------ Excerpt to read ------

The last sentence of the second paragraph under the heading "Venture Value
Portfolio" on Page 17 is hereby deleted and replaced with the following:
See "Description of Securities and Investment Techniques -- Investment in
Small Cap Companies."
The first sentence of the third paragraph under the heading " 'Dogs' of Wall
Street Portfolio" on Page 18 is hereby deleted and replaced with the following:
The Portfolio invests in the thirty common stocks selected according to the
methodology described above.
The second sentence of the third paragraph under the heading " 'Dogs' of Wall
Street Portfolio" on Page 18 is hereby deleted.
The first sentence of the fourth paragraph under the heading " 'Dogs' of Wall
Street Portfolio" on Page 18 is hereby deleted and replaced with the following:
The Portfolio employs a buy and hold strategy over the course of each year,
which ignores market timing and rejects active management.
5
<PAGE> 15
The fifth paragraph under the heading " 'Dogs' of Wall Street Portfolio" on Page
18 is hereby deleted and replaced with the following:
As the Portfolio's shares are sold during the year, new cash received by
the Portfolio is first used to the extent necessary to meet redemption
requests. The balance of any such cash is invested weekly (or more
frequently as the Adviser deems necessary) in the thirty stocks selected
for the Portfolio as of its most recent rebalancing in proportion to the
current weightings of such stocks in the Portfolio and without any
intention to rebalance the Portfolio's holdings on an interim basis. To the
extent redemptions exceed available cash, the Portfolio generally meets
redemption requests by selling stocks on a pro rata basis (subject to
rounding and avoidance of odd lots), based on the current weightings of
such stocks in the Portfolio and without any intention to rebalance the
Portfolio's holdings on an interim basis.

------ Source data ------

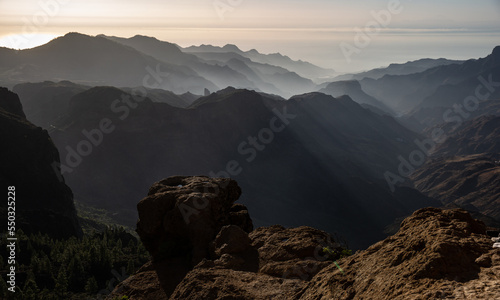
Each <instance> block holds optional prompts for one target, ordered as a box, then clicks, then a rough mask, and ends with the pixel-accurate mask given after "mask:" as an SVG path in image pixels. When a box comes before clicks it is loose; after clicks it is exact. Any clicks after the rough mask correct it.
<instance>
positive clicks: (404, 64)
mask: <svg viewBox="0 0 500 300" xmlns="http://www.w3.org/2000/svg"><path fill="white" fill-rule="evenodd" d="M461 63H463V61H461V60H449V59H445V58H439V59H431V58H423V59H419V60H415V61H409V62H406V63H403V64H390V65H389V66H388V67H386V68H377V69H373V70H369V71H366V72H360V73H355V74H345V75H340V76H337V77H335V78H333V80H335V81H340V80H342V81H343V80H362V79H364V78H372V79H379V78H382V77H384V76H385V75H408V74H414V73H420V72H423V71H425V70H427V69H430V68H434V67H438V66H445V65H451V64H461Z"/></svg>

------

■ **Actions to take**:
a. In the excerpt on the portfolio amendments, how often is the remaining new cash put into the thirty selected stocks?
b. Write the next part of the excerpt on the portfolio amendments, starting right after its last sentence.

■ **Results in order**:
a. Weekly, or more often if the Adviser considers it necessary.

b.
The second sentence of the fourth paragraph under the heading "Corporate Debt
Instruments" on Page 24 is hereby deleted and replaced with the following:
The High-Yield Bond Portfolio may invest in bonds rated as low as Ca by
Moody's or CC by S&P and may invest no more than 10% of its total net
assets in bonds rated as low as C by Moody's or D by S&P.
The following paragraph is hereby inserted after the paragraph with the heading
"Risk Factors Relating to High-Yield, High-Risk Bonds" on Page 25:
In the case of corporate debt obligations which are convertible into common
stock, these risks may be present in a greater degree where the principal
amount of the obligation is greater than the current market value of the
common stock into which it is convertible.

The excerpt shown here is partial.